Rewrite the records from the line with "[Batch spec] Target class: handrail." up to and including the line with "[[0, 361, 53, 479]]", changing "overcast sky" to "cloudy sky" and leaving everything else as it is.

### MATERIAL SHOWN
# # # # #

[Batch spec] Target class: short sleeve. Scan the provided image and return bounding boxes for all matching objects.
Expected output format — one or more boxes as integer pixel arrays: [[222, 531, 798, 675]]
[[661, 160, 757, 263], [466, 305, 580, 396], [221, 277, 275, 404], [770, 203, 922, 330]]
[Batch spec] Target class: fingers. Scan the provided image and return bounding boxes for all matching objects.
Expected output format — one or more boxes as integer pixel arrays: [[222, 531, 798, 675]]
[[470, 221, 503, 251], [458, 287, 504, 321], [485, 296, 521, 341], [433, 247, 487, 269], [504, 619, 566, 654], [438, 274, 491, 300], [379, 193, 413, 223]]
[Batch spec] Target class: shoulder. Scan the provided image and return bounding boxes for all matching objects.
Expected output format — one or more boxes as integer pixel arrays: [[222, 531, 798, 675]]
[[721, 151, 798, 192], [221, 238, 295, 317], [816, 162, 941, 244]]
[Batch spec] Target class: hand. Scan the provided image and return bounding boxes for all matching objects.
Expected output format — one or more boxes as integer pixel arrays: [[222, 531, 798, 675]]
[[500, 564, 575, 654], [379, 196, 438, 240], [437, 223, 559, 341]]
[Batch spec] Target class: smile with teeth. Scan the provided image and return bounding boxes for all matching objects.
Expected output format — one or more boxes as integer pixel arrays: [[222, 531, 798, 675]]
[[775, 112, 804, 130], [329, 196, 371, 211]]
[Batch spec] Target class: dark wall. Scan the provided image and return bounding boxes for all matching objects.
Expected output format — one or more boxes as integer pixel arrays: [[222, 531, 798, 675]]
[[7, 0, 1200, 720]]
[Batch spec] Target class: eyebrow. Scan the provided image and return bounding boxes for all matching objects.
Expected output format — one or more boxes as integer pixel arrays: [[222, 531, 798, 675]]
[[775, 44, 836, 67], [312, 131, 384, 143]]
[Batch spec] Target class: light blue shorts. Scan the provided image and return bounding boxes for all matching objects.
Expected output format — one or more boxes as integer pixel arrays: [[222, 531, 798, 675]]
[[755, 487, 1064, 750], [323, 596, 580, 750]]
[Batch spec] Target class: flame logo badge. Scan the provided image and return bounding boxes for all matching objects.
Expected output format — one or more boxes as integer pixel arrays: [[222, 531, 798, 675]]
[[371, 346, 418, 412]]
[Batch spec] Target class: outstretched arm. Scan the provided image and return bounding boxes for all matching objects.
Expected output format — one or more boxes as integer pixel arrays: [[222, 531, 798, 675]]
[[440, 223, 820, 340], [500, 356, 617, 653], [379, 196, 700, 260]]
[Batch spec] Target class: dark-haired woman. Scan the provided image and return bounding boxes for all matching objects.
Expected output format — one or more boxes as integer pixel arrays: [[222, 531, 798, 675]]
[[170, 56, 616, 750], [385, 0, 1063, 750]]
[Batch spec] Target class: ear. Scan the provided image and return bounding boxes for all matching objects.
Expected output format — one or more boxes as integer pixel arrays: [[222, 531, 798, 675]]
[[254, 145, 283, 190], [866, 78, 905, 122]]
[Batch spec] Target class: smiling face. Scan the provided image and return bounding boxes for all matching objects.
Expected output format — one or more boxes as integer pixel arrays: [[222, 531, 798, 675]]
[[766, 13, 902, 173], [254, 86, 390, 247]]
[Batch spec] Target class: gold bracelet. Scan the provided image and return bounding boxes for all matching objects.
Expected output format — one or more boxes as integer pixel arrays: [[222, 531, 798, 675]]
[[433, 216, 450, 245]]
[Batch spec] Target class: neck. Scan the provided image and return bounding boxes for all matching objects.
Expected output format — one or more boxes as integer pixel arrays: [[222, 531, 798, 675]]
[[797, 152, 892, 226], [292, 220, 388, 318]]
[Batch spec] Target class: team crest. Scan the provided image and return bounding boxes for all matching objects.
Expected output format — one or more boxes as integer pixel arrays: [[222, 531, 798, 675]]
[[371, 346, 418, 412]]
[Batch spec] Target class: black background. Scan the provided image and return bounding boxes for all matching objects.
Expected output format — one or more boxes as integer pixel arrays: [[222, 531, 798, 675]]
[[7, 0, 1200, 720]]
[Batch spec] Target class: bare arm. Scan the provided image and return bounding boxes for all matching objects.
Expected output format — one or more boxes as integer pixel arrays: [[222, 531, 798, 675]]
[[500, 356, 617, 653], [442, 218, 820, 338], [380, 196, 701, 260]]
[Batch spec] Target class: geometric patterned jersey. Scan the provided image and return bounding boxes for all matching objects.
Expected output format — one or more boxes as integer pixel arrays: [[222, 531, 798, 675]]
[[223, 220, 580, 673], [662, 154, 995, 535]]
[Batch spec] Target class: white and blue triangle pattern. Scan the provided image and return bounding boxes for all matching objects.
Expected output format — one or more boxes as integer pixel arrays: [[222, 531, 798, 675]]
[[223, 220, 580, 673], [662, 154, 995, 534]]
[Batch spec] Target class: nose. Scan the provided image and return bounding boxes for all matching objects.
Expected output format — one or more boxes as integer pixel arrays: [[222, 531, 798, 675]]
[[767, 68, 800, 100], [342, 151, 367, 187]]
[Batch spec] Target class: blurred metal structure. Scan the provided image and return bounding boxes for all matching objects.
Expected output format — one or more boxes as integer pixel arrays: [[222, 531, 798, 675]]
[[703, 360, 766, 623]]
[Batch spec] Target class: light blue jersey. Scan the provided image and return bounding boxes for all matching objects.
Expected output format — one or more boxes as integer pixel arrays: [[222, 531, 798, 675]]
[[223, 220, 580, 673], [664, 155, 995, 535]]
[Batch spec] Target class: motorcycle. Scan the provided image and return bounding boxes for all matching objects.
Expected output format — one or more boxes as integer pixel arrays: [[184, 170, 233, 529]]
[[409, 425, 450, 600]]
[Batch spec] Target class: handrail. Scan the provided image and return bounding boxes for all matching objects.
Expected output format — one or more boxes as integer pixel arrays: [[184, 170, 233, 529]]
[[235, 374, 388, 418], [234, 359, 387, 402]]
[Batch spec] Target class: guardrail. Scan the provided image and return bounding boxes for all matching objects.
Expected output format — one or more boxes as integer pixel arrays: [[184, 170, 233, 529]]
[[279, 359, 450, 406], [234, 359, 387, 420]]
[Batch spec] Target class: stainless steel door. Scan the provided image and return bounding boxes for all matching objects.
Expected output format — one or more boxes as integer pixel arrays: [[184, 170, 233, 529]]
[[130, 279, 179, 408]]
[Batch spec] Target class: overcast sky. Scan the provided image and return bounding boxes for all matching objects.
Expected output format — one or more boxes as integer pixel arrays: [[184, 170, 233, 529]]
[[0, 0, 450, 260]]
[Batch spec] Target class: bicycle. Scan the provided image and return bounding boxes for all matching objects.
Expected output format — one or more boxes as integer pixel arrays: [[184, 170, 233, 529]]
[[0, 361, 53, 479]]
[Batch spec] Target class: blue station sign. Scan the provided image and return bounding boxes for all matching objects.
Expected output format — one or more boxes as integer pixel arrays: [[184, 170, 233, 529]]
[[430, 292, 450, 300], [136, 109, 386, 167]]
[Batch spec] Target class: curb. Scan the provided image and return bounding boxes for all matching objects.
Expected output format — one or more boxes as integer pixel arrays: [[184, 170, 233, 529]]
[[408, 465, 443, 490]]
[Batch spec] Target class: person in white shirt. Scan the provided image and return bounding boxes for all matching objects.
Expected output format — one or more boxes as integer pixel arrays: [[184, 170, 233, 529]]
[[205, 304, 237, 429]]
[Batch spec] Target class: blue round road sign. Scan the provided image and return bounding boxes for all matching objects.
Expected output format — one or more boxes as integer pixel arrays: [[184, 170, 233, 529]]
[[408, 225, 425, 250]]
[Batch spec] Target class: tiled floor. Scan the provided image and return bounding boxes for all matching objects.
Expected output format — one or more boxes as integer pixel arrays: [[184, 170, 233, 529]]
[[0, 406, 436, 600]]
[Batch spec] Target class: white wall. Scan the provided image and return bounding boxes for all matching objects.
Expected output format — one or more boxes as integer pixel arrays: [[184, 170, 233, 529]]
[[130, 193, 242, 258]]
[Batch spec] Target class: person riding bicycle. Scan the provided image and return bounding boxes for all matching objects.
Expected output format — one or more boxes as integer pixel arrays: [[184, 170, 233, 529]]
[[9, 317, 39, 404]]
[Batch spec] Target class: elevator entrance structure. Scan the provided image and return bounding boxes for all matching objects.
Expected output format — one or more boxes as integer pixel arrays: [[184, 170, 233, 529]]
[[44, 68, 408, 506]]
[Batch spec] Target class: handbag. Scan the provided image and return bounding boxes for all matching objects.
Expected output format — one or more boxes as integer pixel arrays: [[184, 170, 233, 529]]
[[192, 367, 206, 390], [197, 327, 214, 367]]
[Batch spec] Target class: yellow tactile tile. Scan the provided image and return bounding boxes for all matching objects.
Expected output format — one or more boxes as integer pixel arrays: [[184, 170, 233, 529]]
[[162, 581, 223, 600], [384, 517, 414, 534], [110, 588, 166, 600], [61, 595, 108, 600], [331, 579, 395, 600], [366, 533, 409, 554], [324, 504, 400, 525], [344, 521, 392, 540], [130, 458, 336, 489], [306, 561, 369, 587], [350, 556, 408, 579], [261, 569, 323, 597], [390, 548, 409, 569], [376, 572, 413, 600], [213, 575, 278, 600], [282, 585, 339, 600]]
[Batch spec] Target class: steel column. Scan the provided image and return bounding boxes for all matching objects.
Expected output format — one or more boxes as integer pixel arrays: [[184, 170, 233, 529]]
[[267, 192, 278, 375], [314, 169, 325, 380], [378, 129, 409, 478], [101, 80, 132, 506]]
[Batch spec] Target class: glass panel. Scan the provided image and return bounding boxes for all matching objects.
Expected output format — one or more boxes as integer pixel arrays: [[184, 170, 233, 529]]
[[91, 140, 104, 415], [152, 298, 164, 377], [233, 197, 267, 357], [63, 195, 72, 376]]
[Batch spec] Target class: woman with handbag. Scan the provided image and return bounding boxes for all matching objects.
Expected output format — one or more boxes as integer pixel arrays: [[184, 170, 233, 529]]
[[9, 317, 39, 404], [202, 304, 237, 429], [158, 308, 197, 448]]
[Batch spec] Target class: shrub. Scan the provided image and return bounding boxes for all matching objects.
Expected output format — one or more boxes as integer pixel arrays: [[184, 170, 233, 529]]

# # # # #

### ANSWER TO THIS EXERCISE
[Batch spec] Target class: handrail. Scan the provided image and return bounding boxes for all matching objects.
Expected output format — one or more boxes as integer pixel arrays: [[184, 170, 233, 529]]
[[235, 374, 388, 418], [234, 359, 387, 402]]
[Batch spec] Target class: guardrail. Scan the provided image and return bounding boxes for all matching objects.
Expected output format — one or more boxes as integer pixel arrays: [[184, 170, 233, 529]]
[[279, 359, 450, 406], [234, 359, 387, 420]]
[Batch spec] Target class: stainless steel door. Scan the provided image and return bounding boxes for all matching objects.
Expected output format — one or more boxes as integer pixel arrays: [[184, 170, 233, 529]]
[[130, 279, 179, 408]]
[Batch spec] Target class: cloudy sky. Scan the provided image and return bounding boxes for all matching objects.
Expected output format — one or more boxes as integer pixel arrays: [[184, 170, 233, 529]]
[[0, 0, 450, 260]]
[Batch spec] Target class: bicycle. Scan the provided image and return bounding boxes for all matching objects.
Expected output format — one or more boxes as integer pixel arrays: [[184, 170, 233, 529]]
[[0, 361, 53, 479]]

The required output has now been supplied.